> _Exercise aim_: With any pictures left out, restate word for word the lines in the listing below from the one holding "Phrase: frog's head" through the last.

□ □ □ □

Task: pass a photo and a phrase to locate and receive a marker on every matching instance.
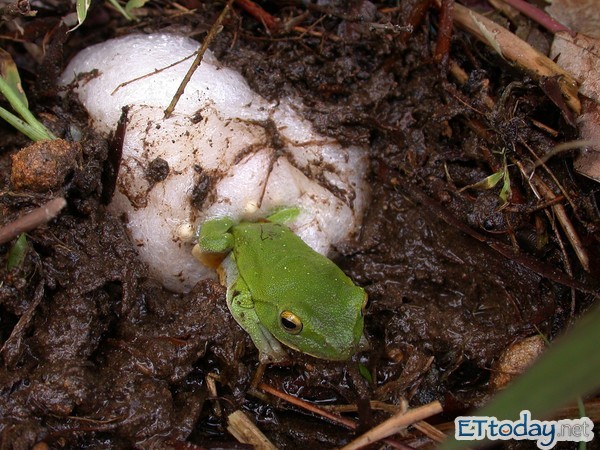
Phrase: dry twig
(32, 220)
(518, 51)
(395, 424)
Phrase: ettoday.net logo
(546, 433)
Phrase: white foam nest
(229, 152)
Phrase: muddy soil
(97, 355)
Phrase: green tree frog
(280, 290)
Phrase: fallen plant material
(97, 354)
(395, 424)
(515, 360)
(32, 219)
(44, 165)
(519, 52)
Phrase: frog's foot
(283, 215)
(214, 236)
(241, 305)
(212, 260)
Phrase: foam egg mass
(225, 151)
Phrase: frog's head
(329, 325)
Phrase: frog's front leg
(214, 239)
(241, 305)
(214, 235)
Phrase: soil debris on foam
(95, 354)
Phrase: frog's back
(274, 256)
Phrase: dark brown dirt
(96, 355)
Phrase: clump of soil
(95, 354)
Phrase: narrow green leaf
(569, 369)
(119, 8)
(365, 372)
(29, 126)
(133, 4)
(506, 191)
(32, 133)
(82, 8)
(10, 74)
(17, 253)
(486, 183)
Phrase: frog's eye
(290, 322)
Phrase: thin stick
(244, 430)
(209, 38)
(308, 406)
(32, 220)
(395, 424)
(518, 51)
(539, 16)
(321, 412)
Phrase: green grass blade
(10, 74)
(134, 4)
(81, 8)
(32, 133)
(17, 253)
(569, 369)
(119, 8)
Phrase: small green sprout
(83, 6)
(17, 253)
(11, 89)
(491, 182)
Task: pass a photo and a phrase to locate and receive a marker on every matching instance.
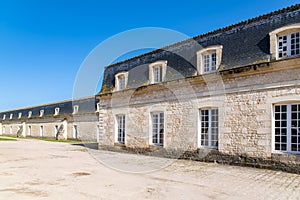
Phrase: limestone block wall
(245, 102)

□ □ □ □

> _Task response_:
Phrase: frog's head
(329, 325)
Phrase: frog's front leg
(214, 239)
(241, 305)
(214, 235)
Phrase: soil debris on foam
(95, 354)
Phrase: frog's back
(274, 256)
Phrase: dark brown dirt
(96, 355)
Phrase: clump of soil
(95, 354)
Phrase: narrow green leaf
(569, 369)
(119, 8)
(365, 372)
(29, 126)
(133, 4)
(506, 191)
(32, 133)
(82, 8)
(10, 74)
(17, 253)
(486, 183)
Phrase: frog's eye
(290, 322)
Phrase: thin stick
(244, 430)
(209, 38)
(308, 406)
(32, 220)
(395, 424)
(518, 51)
(539, 16)
(321, 412)
Phrase: green grass blade
(10, 74)
(134, 4)
(81, 8)
(32, 133)
(17, 253)
(569, 369)
(119, 8)
Phrase: small green sprout
(83, 6)
(17, 253)
(11, 89)
(491, 182)
Task: pass a photo and a phrase to locate and receive a marker on every matching instance.
Phrase: limestone block wall
(245, 102)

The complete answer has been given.